» Prompt:
Answer these questions about the forum thread on online friendship below:
1. What does Cletis say happens when online friends don't post for a while?
2. For how long has Memories of Silence known some online friends, and where did they meet?
3. According to KILOBRAVO, what adds more dimension to an online friendship?

** Start of Text excerpt **

What is this thing humans call friendship?


----------



## blue2 (May 20, 2013)

scarpia said:


> What is this thing humans call friendship?


I've seen it on tv a few people went to a holiday resort to drink alot of alcohol do embarrassing things and then get checked for stds and maybe someone gets their penis bitten off :stu is that it


----------



## Cletis (Oct 10, 2011)

I get attached to my online friends and miss them when they don't post for a while. It's natural, I think.


----------



## arja (May 16, 2015)

It`s possible.


----------



## AllieG (Feb 20, 2014)

I wish I had more online friends. They really do help if you are a lonely loner in real life such as myself.


----------



## Memories of Silence (May 15, 2015)

Yes, and I think you can get to know people online better than you did in person if you already knew them, too. I think the more time you spend with them online, the closer you'll get.

I have known some of my online friends for 10 years from another forum I went on, but a lot of people lost contact after it closed, and others deleted me from Facebook for no reason. Those were some of the best friends I'd made there.

The bad thing is that they can delete you for no reason, or move on from you and find new friends and forget about you. The friendship can end very suddenly.


----------



## KILOBRAVO (Sep 17, 2011)

Conviction07 said:


> I kind of feel like having online friends is like beating a video game. You feel like you've accomplished something until you get off the computer and realize in reality it means nothing.


I SEE what you mean.... but I dont agree totally.

remember that the person you spoke to is a real person, with real feelings, ideas, thoughts, and problems and humor, and they have interacted with you on at least a basic level. .... if you can manage to talk to them by voice over skype or something.... then this adds more dimension to it at least and if you have seen their picture also helps slightly.

** End of Text excerpt **
** Start of Supplied records **

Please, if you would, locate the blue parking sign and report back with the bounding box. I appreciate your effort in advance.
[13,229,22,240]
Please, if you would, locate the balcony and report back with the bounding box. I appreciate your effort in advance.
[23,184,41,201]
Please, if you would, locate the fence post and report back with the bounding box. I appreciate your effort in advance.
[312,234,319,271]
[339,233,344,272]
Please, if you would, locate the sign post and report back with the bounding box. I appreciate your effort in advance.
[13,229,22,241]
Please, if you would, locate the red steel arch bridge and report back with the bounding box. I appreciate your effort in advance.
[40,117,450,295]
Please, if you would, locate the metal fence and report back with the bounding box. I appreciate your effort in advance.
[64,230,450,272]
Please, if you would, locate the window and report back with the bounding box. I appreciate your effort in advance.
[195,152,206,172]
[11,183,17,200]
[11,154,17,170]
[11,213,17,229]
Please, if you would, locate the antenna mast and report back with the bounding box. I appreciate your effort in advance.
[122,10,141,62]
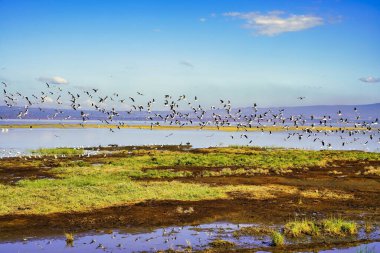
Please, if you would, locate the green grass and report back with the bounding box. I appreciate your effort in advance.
[322,218,358,236]
[284,218,358,237]
[284,219,320,237]
[271,231,285,246]
[0,147,380,215]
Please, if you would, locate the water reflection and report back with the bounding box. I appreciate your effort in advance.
[0,125,380,156]
[0,223,380,253]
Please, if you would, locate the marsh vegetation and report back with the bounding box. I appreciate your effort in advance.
[0,146,380,250]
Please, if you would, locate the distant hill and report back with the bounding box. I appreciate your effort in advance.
[0,103,380,121]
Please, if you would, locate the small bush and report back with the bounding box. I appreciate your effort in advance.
[271,231,285,246]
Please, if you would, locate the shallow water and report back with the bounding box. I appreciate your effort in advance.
[0,125,380,157]
[0,223,380,253]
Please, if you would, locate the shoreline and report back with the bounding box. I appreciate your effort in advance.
[0,123,370,132]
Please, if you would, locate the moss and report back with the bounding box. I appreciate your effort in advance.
[271,231,285,246]
[284,220,320,237]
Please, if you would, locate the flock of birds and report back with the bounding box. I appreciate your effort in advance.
[0,82,380,156]
[19,223,246,252]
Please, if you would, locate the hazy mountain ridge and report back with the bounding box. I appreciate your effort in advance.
[0,103,380,121]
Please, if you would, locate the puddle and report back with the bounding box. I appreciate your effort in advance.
[0,223,380,253]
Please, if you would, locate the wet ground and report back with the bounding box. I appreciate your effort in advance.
[0,146,380,252]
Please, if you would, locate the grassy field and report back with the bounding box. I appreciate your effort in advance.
[0,147,380,215]
[0,146,380,252]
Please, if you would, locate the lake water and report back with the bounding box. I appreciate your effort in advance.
[0,223,380,253]
[0,124,380,157]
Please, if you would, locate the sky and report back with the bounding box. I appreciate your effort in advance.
[0,0,380,106]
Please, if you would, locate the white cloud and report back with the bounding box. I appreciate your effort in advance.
[223,11,323,36]
[359,76,380,83]
[179,61,194,68]
[37,76,69,84]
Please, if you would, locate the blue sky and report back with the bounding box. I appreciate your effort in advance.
[0,0,380,106]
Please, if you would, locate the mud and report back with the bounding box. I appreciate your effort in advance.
[0,146,380,252]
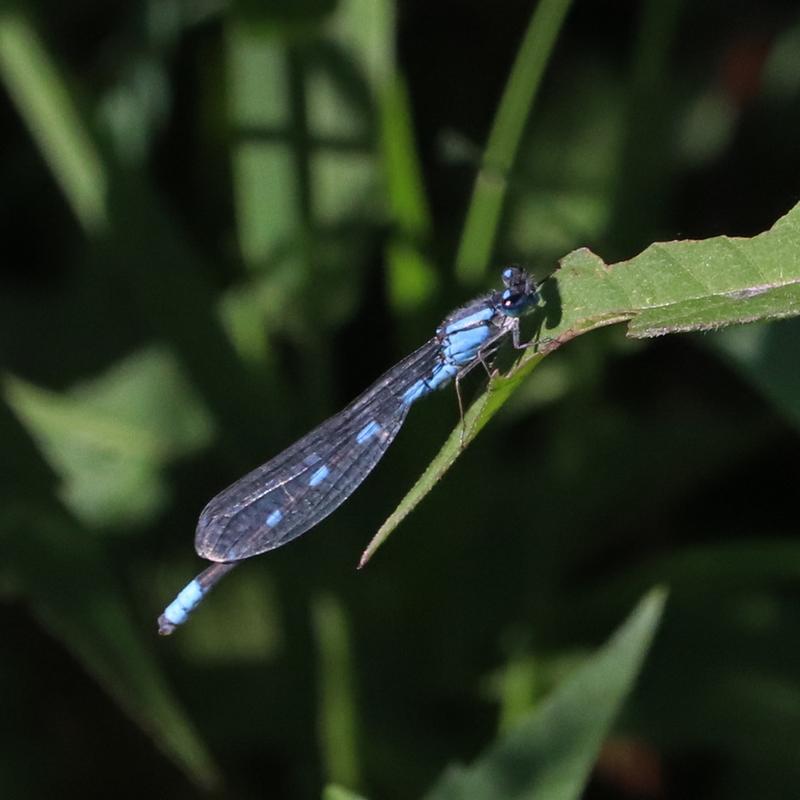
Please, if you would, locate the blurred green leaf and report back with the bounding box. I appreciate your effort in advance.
[359,200,800,566]
[456,0,571,284]
[426,590,665,800]
[322,785,366,800]
[312,595,360,786]
[0,10,107,232]
[5,500,219,788]
[4,349,212,527]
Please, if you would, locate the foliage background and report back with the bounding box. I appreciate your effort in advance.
[0,0,800,798]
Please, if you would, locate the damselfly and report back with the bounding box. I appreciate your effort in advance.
[158,267,539,635]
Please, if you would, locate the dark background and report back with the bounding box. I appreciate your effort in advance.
[0,0,800,799]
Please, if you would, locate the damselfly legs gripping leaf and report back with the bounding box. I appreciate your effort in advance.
[158,267,539,635]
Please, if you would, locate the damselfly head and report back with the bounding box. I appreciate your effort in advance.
[499,267,539,317]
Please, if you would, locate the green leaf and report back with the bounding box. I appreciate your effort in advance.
[359,205,800,566]
[4,349,212,526]
[322,784,365,800]
[456,0,571,283]
[5,506,220,788]
[427,590,665,800]
[0,11,107,231]
[312,595,360,786]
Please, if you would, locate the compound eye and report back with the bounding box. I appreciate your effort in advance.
[501,267,520,286]
[500,289,525,308]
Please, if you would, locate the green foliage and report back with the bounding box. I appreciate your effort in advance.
[427,592,664,800]
[0,0,800,800]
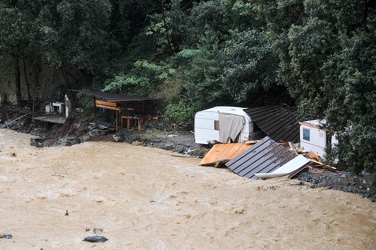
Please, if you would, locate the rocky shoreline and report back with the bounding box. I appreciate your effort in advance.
[0,107,376,202]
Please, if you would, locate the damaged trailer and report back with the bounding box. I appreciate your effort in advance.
[194,106,254,144]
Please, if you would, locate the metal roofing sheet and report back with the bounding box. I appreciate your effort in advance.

** End of Supplied records **

» Finished exercise:
1. Cletis misses them.
2. Memories of Silence has known some of them for 10 years, from another forum.
3. Talking to them by voice, over Skype or something similar, adds more dimension.